Photo-based point labeling data:
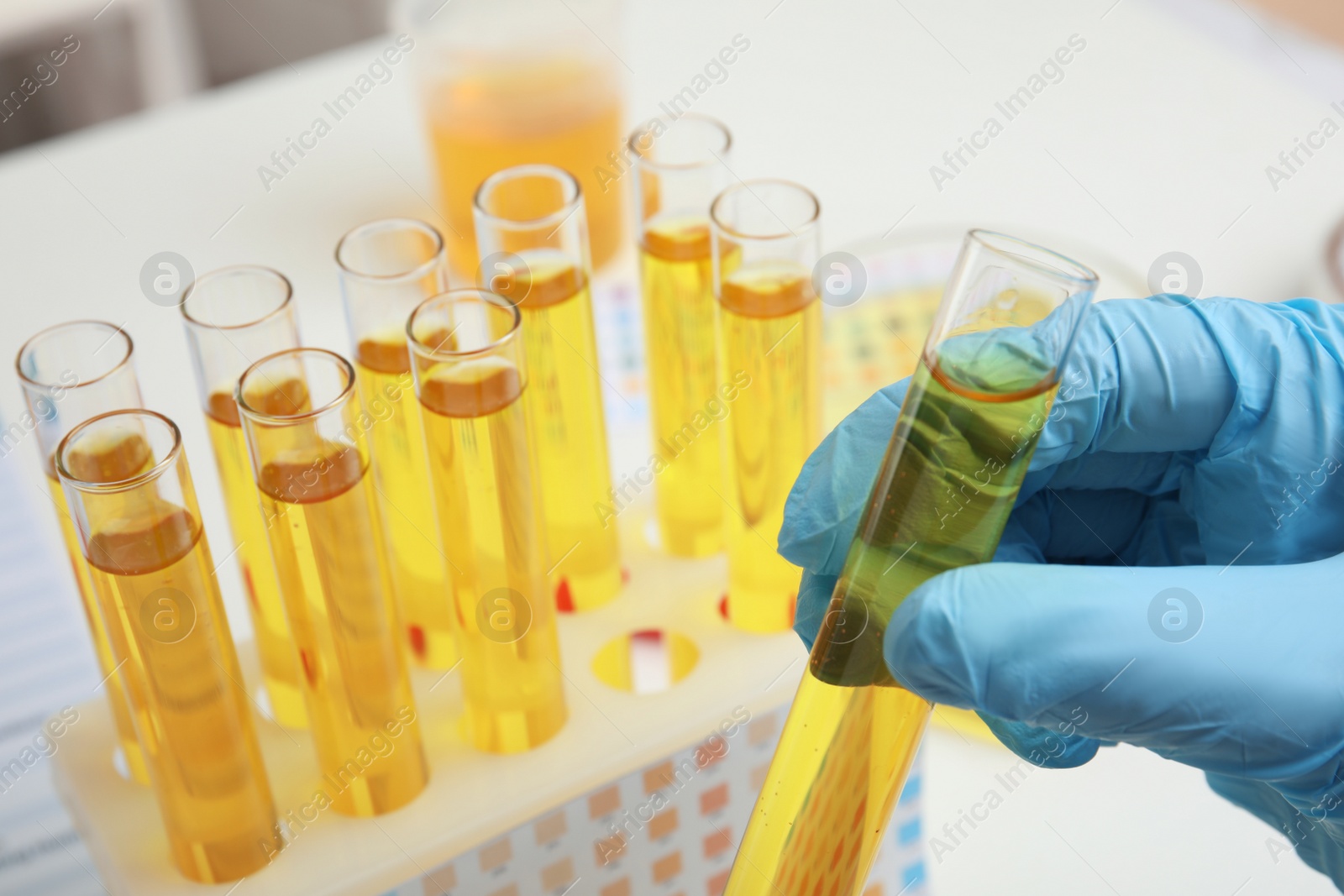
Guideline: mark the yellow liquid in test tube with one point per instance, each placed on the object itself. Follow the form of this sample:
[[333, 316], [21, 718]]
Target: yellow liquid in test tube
[[319, 499], [477, 443], [107, 664], [770, 327], [420, 575], [678, 286], [155, 577], [499, 114], [279, 658], [944, 495], [564, 406]]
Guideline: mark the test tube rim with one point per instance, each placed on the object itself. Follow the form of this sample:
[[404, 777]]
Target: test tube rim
[[170, 457], [491, 298], [230, 270], [272, 419], [691, 165], [409, 275], [987, 239], [790, 233], [573, 196], [49, 331]]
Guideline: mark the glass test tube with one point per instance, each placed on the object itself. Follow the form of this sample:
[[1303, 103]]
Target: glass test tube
[[766, 238], [680, 168], [533, 238], [387, 268], [234, 316], [127, 479], [71, 372], [958, 457], [308, 439], [470, 376], [512, 82]]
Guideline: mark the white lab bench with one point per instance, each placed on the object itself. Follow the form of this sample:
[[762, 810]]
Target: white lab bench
[[1155, 139]]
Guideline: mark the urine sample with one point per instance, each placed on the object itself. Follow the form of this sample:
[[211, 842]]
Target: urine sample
[[680, 167], [234, 316], [308, 443], [387, 268], [533, 237], [129, 490], [765, 241], [69, 374], [515, 82], [958, 457], [472, 379]]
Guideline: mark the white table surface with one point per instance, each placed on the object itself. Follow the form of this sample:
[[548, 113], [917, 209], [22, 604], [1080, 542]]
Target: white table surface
[[1155, 140]]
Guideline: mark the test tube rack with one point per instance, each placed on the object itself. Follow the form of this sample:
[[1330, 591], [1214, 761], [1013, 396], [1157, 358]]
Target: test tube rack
[[676, 772]]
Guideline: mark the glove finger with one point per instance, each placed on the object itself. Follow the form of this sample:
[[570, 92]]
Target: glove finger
[[1043, 747], [1222, 679], [1142, 376], [1314, 837], [824, 506], [1173, 401]]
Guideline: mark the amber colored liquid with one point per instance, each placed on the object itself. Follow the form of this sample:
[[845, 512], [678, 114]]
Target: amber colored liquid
[[154, 575], [770, 329], [948, 483], [98, 631], [486, 490], [279, 660], [401, 476], [339, 600], [499, 114], [828, 795], [564, 411], [678, 286]]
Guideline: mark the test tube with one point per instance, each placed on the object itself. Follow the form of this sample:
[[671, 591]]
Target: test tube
[[71, 372], [387, 268], [765, 241], [127, 481], [533, 238], [680, 168], [308, 439], [472, 378], [958, 453], [510, 82], [234, 316]]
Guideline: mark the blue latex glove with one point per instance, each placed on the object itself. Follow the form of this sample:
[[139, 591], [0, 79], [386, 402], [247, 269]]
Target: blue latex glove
[[1171, 575]]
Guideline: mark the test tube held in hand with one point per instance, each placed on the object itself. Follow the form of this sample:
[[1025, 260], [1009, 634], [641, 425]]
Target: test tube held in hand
[[472, 379], [234, 316], [69, 374], [129, 490], [387, 268], [958, 457], [533, 237], [765, 241], [308, 439]]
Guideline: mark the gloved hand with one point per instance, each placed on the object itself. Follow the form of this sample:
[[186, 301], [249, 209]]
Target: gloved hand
[[1171, 575]]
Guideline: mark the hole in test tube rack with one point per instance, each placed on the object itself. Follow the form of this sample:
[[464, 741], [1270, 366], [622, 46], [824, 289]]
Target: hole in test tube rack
[[645, 661]]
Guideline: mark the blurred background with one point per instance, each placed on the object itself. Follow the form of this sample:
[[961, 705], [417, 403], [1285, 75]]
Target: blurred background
[[145, 53], [1171, 125]]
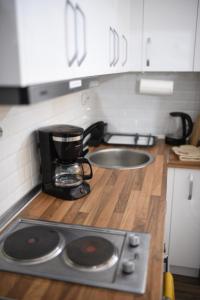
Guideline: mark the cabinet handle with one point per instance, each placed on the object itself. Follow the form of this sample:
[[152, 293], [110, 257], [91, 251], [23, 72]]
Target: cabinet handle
[[190, 187], [112, 47], [69, 5], [148, 43], [116, 38], [81, 13], [126, 49]]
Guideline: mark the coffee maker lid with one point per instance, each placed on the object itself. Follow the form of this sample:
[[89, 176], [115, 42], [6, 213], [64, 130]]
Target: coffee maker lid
[[63, 130]]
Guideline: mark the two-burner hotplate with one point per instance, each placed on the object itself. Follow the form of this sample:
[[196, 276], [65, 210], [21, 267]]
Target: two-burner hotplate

AIM
Go through the listing above and write it all out exactly, leaving out any picture.

WRITTEN SOLUTION
Guideline: mark the yellow liquid in test tube with one point per instance, each placed on the object itself. Follow the form of this sample:
[[333, 316], [21, 718]]
Target: yellow liquid in test tube
[[319, 499], [477, 443], [107, 664], [770, 327], [420, 575], [678, 286], [155, 577], [499, 114], [279, 658], [944, 495], [564, 406]]
Guideline: mark the test tube rim with one point per instance, each placed on the object itself. Follow the form of this sample:
[[404, 777]]
Target: test tube rim
[[170, 457], [491, 298], [230, 270], [272, 419], [691, 165], [409, 275], [987, 239], [790, 233], [573, 196], [49, 331]]
Guideline: mark the glass test tube with one point per instance, each placed on the object itself. Follow the form of this sample:
[[1303, 103]]
Target: glass test tube
[[766, 238], [680, 168], [533, 238], [387, 268], [234, 316], [127, 479], [71, 372], [958, 457], [308, 439], [470, 376], [512, 82]]
Guideline: mark the white lab bench with one point per instance, each placed on the object itself. Follow the form of this sample:
[[762, 810]]
Target: white lab bench
[[1155, 139]]
Guideline: mark the urine sample with one point per instance, each placed on the object itself. Follow the form of this sample:
[[211, 842]]
Target: urine sample
[[680, 167], [234, 316], [308, 443], [387, 268], [533, 237], [129, 490], [765, 241], [69, 374], [515, 82], [958, 457], [472, 379]]
Guideline: mark the white table surface with one point per instance, each placed on the object itself. Follow the form of this sample:
[[548, 113], [917, 209], [22, 604], [1080, 542]]
Target: white table surface
[[1155, 140]]
Guideline: mark the test tube rack with one point per instance, each placed on the object itself. Follow the form of this sample:
[[1330, 591], [1214, 761], [1013, 396], [1157, 358]]
Target: test tube rack
[[676, 772]]
Guideline: mark the glove finger with one point per instance, each placed on the object itself. Follow the form of this sample:
[[570, 92]]
Target: glove finger
[[1043, 747], [1222, 679], [1142, 376], [1314, 837], [824, 506], [1173, 401]]
Guideline: mark the amber colored liquid with one point per instance, each placed on the object itself. Follow the form of this sample:
[[845, 512], [678, 114]]
Target: amber colored liquid
[[154, 575], [770, 329], [948, 483], [98, 631], [486, 490], [279, 660], [401, 476], [339, 600], [499, 114], [828, 795], [564, 411], [678, 286]]
Guideline: mark the test tube with one point per instance, each placed on the object itself. Follow the form of this sample:
[[671, 591]]
Target: test tube
[[71, 372], [387, 268], [765, 241], [127, 481], [533, 238], [680, 168], [308, 439], [472, 378], [958, 453], [510, 82], [234, 316]]
Guideline: mark the blue latex glove with one point per instance, each placed on the object itself. Follow the form of this sample:
[[139, 591], [0, 79], [386, 402], [247, 269]]
Target: blue latex glove
[[1171, 575]]
Guideline: mark the test tube held in hand with one point per instance, each placed on the object itself. Follow the form of this sample:
[[1025, 260], [1009, 634], [641, 425]]
Target: test tube held in hand
[[472, 379], [234, 316], [69, 374], [129, 490], [387, 268], [958, 457], [533, 237], [765, 241], [308, 439]]
Guideline: mark the gloved hand with one point per instance, each placed on the object itself. Follow the form of this sample:
[[186, 301], [249, 209]]
Target: gloved hand
[[1171, 575]]
Guideline: mark the hole in test tube rack with one point per instance, each placed on the object itself. Follow the form of this sample:
[[464, 741], [1270, 366], [622, 46], [824, 289]]
Target: hole in test tube rack
[[645, 661]]
Guideline: mark the blurred background with one point per instance, each placed on the object itself. Follow the form of this sample:
[[961, 705], [417, 403], [1285, 75]]
Target: blurred background
[[145, 53], [1171, 125]]
Guideline: mark the cabinet handle with one point per instance, each placed on the object itself. Follow the form of this sample:
[[152, 293], [110, 257], [91, 251], [23, 72]]
Target: cabinet handle
[[190, 187], [112, 47], [69, 5], [148, 43], [116, 38], [81, 13], [126, 49]]
Guideline: mark the coffee maker lid with one point per instance, each placed on the object itself. Follow the form of this sample:
[[89, 176], [115, 42], [6, 213], [64, 130]]
Target: coffee maker lid
[[63, 130]]
Guideline: mark the two-burner hotplate with one point per instance, each placed on the object itself. Follow the form of this sample:
[[196, 276], [65, 210], [21, 267]]
Target: two-burner hotplate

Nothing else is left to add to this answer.